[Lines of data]

● ● ● ●

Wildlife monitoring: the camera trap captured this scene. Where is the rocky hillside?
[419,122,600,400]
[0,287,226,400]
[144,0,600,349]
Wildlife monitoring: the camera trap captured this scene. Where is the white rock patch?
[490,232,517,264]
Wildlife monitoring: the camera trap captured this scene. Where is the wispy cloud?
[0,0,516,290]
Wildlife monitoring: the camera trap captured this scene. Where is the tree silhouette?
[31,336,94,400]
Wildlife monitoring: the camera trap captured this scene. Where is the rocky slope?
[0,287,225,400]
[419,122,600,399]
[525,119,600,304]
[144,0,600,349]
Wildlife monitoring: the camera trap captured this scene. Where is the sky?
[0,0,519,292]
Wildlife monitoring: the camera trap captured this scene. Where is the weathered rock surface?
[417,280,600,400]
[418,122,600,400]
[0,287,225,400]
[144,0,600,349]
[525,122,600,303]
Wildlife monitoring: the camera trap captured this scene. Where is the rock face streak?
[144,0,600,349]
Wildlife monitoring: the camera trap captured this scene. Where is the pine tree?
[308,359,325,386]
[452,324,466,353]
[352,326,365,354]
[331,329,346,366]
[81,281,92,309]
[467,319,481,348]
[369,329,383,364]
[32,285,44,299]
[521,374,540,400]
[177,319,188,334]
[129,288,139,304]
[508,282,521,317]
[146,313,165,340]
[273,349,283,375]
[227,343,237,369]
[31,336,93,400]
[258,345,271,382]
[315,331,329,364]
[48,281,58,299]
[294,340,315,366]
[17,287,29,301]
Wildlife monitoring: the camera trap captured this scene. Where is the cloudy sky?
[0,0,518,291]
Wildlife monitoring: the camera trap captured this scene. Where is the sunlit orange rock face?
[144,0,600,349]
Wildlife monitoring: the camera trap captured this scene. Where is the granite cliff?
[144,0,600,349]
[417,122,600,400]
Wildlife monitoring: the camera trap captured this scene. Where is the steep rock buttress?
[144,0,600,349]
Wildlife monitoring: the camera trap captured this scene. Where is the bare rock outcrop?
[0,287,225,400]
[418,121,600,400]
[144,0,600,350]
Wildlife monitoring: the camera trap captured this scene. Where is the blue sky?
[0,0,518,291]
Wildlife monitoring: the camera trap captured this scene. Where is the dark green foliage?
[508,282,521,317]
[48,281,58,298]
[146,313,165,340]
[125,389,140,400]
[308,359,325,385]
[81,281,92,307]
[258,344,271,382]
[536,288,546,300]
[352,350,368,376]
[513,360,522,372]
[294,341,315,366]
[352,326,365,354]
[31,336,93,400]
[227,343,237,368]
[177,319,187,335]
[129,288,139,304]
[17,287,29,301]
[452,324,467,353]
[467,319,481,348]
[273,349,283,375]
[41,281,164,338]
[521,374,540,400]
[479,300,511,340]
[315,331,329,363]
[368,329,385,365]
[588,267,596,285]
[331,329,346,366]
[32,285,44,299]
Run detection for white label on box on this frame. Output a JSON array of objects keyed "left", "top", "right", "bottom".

● ● ● ●

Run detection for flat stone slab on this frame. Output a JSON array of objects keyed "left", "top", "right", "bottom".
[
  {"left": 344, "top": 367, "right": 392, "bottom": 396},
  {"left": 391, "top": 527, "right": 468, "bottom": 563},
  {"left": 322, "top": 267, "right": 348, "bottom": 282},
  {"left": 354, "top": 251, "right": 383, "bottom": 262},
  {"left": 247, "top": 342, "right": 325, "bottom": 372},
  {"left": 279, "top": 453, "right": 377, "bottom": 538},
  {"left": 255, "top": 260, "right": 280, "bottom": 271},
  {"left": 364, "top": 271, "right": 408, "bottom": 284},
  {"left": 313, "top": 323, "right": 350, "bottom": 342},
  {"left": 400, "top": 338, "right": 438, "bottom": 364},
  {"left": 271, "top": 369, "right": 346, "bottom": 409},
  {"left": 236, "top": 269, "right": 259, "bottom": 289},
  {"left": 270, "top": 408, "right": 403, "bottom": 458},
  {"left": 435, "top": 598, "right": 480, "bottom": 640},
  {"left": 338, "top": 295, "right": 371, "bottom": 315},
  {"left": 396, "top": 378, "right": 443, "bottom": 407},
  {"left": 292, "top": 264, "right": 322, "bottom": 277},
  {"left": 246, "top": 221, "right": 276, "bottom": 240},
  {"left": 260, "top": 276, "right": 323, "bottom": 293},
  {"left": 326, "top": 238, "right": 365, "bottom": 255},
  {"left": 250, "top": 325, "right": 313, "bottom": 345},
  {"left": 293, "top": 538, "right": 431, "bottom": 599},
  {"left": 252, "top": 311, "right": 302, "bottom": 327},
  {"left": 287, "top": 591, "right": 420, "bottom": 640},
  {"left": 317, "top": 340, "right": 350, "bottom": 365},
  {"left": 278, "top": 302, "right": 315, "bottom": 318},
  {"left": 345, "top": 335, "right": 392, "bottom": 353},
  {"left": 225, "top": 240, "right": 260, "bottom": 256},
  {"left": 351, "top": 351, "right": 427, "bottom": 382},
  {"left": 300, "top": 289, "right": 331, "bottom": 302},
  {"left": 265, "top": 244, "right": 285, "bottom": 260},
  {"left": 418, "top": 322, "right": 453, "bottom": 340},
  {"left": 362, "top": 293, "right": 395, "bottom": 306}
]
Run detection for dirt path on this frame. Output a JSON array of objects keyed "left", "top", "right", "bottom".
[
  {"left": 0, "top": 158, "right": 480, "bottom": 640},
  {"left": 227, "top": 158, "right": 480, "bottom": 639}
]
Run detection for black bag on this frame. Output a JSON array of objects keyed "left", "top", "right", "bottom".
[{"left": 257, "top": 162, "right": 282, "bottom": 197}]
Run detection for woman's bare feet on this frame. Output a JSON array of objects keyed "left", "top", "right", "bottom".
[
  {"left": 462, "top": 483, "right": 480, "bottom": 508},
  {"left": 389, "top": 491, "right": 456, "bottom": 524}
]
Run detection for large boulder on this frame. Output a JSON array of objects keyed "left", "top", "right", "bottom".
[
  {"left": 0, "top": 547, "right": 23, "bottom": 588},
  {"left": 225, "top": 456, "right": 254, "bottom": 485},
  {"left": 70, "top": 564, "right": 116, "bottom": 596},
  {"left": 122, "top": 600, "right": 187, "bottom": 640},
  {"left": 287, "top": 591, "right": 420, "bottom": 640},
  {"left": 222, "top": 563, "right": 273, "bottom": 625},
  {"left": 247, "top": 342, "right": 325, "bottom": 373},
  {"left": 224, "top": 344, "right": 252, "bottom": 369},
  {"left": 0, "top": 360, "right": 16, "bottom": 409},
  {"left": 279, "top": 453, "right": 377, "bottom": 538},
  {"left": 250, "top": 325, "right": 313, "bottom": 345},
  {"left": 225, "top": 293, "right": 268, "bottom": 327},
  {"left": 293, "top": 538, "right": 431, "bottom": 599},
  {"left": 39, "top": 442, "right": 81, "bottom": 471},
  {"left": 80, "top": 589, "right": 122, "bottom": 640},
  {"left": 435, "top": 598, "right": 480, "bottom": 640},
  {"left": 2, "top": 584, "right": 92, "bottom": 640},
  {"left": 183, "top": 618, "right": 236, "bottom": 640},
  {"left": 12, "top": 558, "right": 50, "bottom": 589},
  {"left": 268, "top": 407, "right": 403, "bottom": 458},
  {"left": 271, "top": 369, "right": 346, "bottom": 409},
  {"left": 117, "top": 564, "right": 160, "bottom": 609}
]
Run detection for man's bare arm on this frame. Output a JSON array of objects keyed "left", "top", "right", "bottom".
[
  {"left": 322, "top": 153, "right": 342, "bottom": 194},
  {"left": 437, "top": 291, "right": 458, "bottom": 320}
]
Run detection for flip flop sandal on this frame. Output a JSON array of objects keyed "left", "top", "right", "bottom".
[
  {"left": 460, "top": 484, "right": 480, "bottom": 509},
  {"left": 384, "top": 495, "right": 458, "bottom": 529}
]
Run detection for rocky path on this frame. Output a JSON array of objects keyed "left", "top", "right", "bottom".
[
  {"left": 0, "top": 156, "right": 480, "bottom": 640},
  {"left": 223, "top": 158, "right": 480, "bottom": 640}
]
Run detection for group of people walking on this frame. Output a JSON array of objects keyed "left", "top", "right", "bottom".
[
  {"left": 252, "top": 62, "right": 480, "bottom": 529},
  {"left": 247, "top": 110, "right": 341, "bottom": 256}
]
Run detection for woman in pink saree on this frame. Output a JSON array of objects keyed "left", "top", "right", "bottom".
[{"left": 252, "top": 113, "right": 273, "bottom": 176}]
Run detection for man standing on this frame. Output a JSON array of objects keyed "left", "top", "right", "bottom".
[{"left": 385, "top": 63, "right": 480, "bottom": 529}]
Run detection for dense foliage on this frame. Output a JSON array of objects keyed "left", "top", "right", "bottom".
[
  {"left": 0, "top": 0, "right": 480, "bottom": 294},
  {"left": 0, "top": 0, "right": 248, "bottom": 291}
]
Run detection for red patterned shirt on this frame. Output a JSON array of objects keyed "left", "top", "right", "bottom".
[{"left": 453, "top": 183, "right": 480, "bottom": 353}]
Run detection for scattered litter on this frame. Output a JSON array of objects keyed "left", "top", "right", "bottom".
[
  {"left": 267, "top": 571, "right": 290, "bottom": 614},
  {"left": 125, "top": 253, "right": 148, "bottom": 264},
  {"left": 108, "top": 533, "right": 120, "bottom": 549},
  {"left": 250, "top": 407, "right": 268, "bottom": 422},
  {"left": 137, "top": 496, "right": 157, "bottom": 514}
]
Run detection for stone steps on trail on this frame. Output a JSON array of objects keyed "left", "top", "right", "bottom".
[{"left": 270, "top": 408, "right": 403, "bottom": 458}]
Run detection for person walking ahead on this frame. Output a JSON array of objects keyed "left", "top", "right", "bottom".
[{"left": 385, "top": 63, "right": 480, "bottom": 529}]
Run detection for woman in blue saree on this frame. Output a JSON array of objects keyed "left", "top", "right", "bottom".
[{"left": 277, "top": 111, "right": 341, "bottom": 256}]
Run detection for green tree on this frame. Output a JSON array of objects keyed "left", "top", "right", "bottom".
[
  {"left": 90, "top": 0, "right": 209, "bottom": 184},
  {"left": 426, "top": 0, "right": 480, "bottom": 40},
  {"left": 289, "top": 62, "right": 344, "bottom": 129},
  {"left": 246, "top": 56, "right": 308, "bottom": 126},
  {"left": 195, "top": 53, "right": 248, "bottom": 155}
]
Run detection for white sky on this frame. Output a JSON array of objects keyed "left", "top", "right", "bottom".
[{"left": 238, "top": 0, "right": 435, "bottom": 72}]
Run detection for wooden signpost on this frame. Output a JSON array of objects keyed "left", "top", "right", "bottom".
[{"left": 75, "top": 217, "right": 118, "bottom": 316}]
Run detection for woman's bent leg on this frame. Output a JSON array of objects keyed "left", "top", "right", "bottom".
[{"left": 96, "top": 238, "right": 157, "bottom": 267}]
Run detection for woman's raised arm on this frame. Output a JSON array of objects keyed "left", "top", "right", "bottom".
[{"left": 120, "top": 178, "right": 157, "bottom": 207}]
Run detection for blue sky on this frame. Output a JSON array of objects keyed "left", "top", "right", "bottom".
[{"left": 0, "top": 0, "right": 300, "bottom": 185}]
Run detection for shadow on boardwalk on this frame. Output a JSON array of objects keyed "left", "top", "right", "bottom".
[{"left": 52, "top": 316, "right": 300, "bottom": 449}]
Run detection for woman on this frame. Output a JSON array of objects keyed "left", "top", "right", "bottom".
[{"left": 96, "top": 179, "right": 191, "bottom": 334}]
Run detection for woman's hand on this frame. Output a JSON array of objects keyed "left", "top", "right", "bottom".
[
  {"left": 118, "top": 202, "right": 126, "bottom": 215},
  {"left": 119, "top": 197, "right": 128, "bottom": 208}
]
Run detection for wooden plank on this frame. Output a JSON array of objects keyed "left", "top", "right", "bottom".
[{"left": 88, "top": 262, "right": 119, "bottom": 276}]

● ● ● ●

**Required task:** Present everything from the line containing "the rocky hillside?" down through the line containing "[0,0,519,292]" as a numbered list, leaving out any blank lines.

**Result of the task:**
1. Wildlife monitoring: the camera trap captured this scene. Where is the rocky hillside?
2. [419,122,600,400]
3. [0,287,226,400]
4. [144,0,600,349]
5. Wildlife monitoring: the camera trap captured this scene. Where is the white rock patch?
6. [490,232,517,264]
7. Wildlife monitoring: the camera trap captured this scene. Where is the wispy cloud?
8. [0,0,516,290]
9. Wildlife monitoring: the camera trap captured this scene. Where is the tree silhouette?
10. [31,336,94,400]
11. Wildlife monitoring: the camera trap captured this scene. Where is the rocky slope?
12. [0,287,225,400]
13. [419,122,600,399]
14. [525,119,600,304]
15. [144,0,600,349]
16. Wildlife monitoring: the camera trap captured this scene. Where is the sky?
17. [0,0,519,292]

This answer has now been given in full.